:: Text excerpt

Sure, assuming you know what your keys are, store them in a db file. Let's
assume you want to search by artist. Do your csv thing, but store the
records in a shelve keyed by the AlbNArtist field:

import shelve
import csv

reader = csv.reader(open("file1.csv", "rb"))
db = shelve.open("file1.db")

for row in reader:
stuff = db.get(row[1], [])
stuff.append(row)
db[row[1]] = stuff
db.close()

I'm not sure I've interpreted your sample csv quite right, but I think
you'll get the idea. You can of course have multiple db files, each keyed
by a different field (or part of a field).

Obviously, using a db file will be slower than an in-memory dictionary, but
if memory is a bottleneck, this will likely help. You can also avoid
initializing the db file on subsequent program runs if the csv file is older
than the db file, probably resulting in faster startup.

Skip
 
F

Frithiof Andreas Jensen

Any data structures suggestions for this application? BTW, the later
accesses to this database would not benefit in any way from being
presorted,

You keep saying it yourself: Use a Database ;-).

Databases "knows" about stuff in memory, as well as any searching and
sorting you might dream up later.

Python supports several, the simplest is probably PySQLite:
http://sourceforge.net/projects/pysqlite/
 
W

Wes Crucius

Frithiof Andreas Jensen said:
You keep saying it yourself: Use a Database ;-).

Databases "knows" about stuff in memory, as well as any searching and
sorting you might dream up later.

Python supports several, the simplest is probably PySQLite:
http://sourceforge.net/projects/pysqlite/

Thanks for the specific suggestion, but it's an approach I'd hoped to
avoid. I'd rather get 2Gig of RAM if I was confident I could make it
work that way... The problem with a file-based database (versus an
in-memory data-structure-based database as I was meaning) is
performance.

Maybe someone has a better suggestion if I give little more info: I
want to iterate through about 10,000 strings (each ~256 characters or
less) looking for occurances (within those 10,000 strings) of any one
of about 500,000 smaller (~30-50 characters average) strings. Then I
generate an XML doc that records which of the 500,000 strings were
found within each of the 10,000 strings.

::::
:: Extracted material

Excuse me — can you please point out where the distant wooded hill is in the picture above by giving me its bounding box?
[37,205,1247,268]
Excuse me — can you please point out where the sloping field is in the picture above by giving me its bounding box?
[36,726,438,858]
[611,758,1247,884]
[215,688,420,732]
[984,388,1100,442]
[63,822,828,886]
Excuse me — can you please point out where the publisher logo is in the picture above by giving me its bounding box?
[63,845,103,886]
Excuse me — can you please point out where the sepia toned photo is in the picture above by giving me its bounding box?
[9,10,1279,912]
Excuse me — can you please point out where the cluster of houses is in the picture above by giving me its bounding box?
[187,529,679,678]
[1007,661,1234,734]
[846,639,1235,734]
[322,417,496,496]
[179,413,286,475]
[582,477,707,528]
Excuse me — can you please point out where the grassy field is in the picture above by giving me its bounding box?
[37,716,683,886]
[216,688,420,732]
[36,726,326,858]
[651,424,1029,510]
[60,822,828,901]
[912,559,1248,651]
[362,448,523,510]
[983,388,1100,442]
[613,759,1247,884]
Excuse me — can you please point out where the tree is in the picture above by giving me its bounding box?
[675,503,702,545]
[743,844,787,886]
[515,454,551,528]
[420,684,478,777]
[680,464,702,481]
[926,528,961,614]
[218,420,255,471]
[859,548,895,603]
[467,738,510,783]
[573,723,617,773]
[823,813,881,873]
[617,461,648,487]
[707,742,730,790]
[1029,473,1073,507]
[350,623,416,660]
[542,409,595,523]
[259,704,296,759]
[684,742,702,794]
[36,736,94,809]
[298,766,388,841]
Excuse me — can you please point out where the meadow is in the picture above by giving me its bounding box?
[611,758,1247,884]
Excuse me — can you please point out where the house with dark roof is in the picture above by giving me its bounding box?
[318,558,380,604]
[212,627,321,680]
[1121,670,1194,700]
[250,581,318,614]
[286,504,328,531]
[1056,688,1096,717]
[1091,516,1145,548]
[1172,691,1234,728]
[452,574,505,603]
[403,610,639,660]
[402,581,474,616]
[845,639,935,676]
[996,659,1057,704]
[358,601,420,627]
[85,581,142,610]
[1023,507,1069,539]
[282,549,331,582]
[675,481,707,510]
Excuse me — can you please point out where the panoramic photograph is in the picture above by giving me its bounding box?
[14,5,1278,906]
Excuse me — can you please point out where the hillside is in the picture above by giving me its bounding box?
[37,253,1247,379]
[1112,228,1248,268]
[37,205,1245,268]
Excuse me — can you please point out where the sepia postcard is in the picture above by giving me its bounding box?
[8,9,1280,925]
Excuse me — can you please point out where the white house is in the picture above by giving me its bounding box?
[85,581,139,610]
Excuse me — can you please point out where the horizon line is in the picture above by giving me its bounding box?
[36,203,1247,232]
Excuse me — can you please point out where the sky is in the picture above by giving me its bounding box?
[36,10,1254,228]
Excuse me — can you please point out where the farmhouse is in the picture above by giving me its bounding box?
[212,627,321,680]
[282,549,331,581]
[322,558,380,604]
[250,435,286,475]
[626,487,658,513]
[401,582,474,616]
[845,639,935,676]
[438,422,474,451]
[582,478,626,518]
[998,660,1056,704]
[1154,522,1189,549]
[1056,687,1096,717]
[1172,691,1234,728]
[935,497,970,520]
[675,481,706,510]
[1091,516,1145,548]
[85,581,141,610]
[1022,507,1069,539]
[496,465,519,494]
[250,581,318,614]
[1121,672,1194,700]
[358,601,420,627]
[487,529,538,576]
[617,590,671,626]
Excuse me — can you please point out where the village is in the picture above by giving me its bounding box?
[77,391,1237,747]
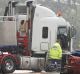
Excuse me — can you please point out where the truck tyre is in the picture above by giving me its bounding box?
[1,57,15,73]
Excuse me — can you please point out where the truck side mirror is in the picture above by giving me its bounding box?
[71,26,76,37]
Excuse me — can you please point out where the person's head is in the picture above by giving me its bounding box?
[56,39,60,43]
[21,20,24,25]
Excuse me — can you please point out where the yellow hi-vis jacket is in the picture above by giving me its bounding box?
[49,42,62,59]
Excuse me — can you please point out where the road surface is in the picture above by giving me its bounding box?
[12,70,60,74]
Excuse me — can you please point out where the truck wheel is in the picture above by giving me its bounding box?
[1,57,15,73]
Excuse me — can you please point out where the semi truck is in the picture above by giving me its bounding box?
[0,0,74,73]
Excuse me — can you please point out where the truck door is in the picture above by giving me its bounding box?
[40,26,50,50]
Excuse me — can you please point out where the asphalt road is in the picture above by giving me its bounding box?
[12,70,60,74]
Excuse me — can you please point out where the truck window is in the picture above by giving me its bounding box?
[42,27,48,38]
[15,6,27,15]
[57,26,68,49]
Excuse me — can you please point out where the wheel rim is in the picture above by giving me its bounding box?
[5,59,14,71]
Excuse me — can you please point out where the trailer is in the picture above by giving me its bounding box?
[0,0,73,73]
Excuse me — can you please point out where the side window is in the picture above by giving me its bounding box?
[42,27,48,38]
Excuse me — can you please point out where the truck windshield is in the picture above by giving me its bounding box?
[15,6,27,15]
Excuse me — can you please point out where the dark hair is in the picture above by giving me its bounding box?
[21,20,24,24]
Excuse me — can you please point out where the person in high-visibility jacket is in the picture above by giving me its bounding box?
[48,40,62,64]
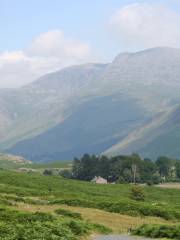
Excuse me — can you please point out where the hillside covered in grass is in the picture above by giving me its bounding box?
[0,170,176,240]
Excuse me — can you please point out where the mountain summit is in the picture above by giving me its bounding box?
[0,48,180,161]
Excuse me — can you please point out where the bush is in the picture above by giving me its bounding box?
[55,209,82,219]
[132,224,180,239]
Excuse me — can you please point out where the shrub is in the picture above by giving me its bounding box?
[55,209,82,219]
[130,185,145,201]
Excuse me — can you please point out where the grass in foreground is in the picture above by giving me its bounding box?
[0,170,180,240]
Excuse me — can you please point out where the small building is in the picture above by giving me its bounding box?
[91,176,108,184]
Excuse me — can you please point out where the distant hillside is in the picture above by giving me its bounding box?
[104,106,180,159]
[8,96,146,161]
[0,48,180,161]
[0,153,32,169]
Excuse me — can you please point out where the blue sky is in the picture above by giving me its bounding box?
[0,0,180,87]
[0,0,180,56]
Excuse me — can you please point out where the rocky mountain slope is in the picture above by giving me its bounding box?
[0,48,180,160]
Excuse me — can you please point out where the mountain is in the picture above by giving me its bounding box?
[0,48,180,161]
[8,95,145,161]
[0,64,106,150]
[104,106,180,159]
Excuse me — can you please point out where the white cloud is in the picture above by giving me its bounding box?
[0,30,92,88]
[109,3,180,50]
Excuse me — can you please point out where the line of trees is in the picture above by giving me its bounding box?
[71,154,180,184]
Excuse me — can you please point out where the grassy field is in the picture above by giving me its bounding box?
[157,183,180,189]
[0,170,180,240]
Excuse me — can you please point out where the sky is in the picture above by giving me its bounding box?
[0,0,180,88]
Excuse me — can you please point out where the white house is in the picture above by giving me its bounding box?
[91,176,108,184]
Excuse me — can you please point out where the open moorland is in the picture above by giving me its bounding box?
[0,170,180,240]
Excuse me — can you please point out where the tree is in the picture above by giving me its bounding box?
[156,156,171,178]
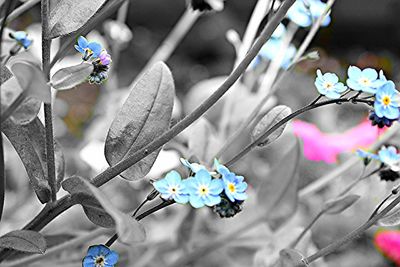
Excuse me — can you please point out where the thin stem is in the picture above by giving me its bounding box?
[41,0,57,202]
[224,98,371,166]
[290,211,324,248]
[130,7,201,87]
[305,193,400,263]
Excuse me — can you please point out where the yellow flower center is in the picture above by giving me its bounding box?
[382,95,392,106]
[95,255,105,267]
[228,183,236,193]
[359,77,371,86]
[199,185,209,196]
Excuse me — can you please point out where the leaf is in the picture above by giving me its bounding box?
[0,66,12,85]
[185,118,220,164]
[11,61,51,103]
[278,249,308,267]
[48,0,107,39]
[51,61,94,90]
[105,62,174,180]
[257,141,301,229]
[252,105,292,146]
[322,195,360,214]
[0,230,46,254]
[2,120,51,203]
[63,177,146,244]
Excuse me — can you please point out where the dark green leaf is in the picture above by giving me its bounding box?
[322,195,360,214]
[11,61,51,103]
[51,62,93,90]
[0,230,46,254]
[3,120,51,203]
[105,62,174,180]
[49,0,106,39]
[252,105,292,146]
[279,249,308,267]
[257,141,301,229]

::::

▶ [Exercise requirements]
**a)** From the forum thread on storing CSV records, quote the passage starting with "Sure, assuming you" and going on through "stuff.append(row)".
**b)** Answer these questions from the forum thread on storing CSV records:
(i) Which Python module does the first reply use to store the records in a db file?
(ii) Which database does Frithiof Andreas Jensen call probably the simplest that Python supports?
(iii) Roughly how many smaller strings does Wes Crucius want to search for?
**c)** Continue the forum thread on storing CSV records from the point where it stops.

▶ [Expected answers]
**a)**
Sure, assuming you know what your keys are, store them in a db file. Let's
assume you want to search by artist. Do your csv thing, but store the
records in a shelve keyed by the AlbNArtist field:

import shelve
import csv

reader = csv.reader(open("file1.csv", "rb"))
db = shelve.open("file1.db")

for row in reader:
stuff = db.get(row[1], [])
stuff.append(row)

**b)**
(i) shelve
(ii) PySQLite
(iii) About 500,000

**c)**
I guess I am hoping to optimize memory usage in order to avoid
thrashing my drives to death (due to using a file based database). I
can't believe that python requires memory 200% "overhead" to store my
data as lists of lists. I gotta believe I've chosen the wrong
data-type or have mis-applied it somehow??

BTW, my illustration wasn't my input data, it was literally the output
of "print Albums" (with only a couple albums worth of dummy data
loaded). Albums is a list containing a list for each album, which in
turn contains another list for each track on the album, which in-turn
contains a couple of items of data about the given track.

Bottom line question here: Is a 'list' the most efficient data type
to use for storing "arrays" of "arrays" of "arrays" and strings",
given that I'm happy to iterate and don't need any sort of lookup or
search functionality??


Thanks again,
Wes
 
B

Bengt Richter

Thanks for the specific suggestion, but it's an approach I'd hoped to
avoid. I'd rather get 2Gig of RAM if I was confident I could make it
work that way... The problem with a file-based database (versus an
in-memory data-structure-based database as I was meaning) is
performance.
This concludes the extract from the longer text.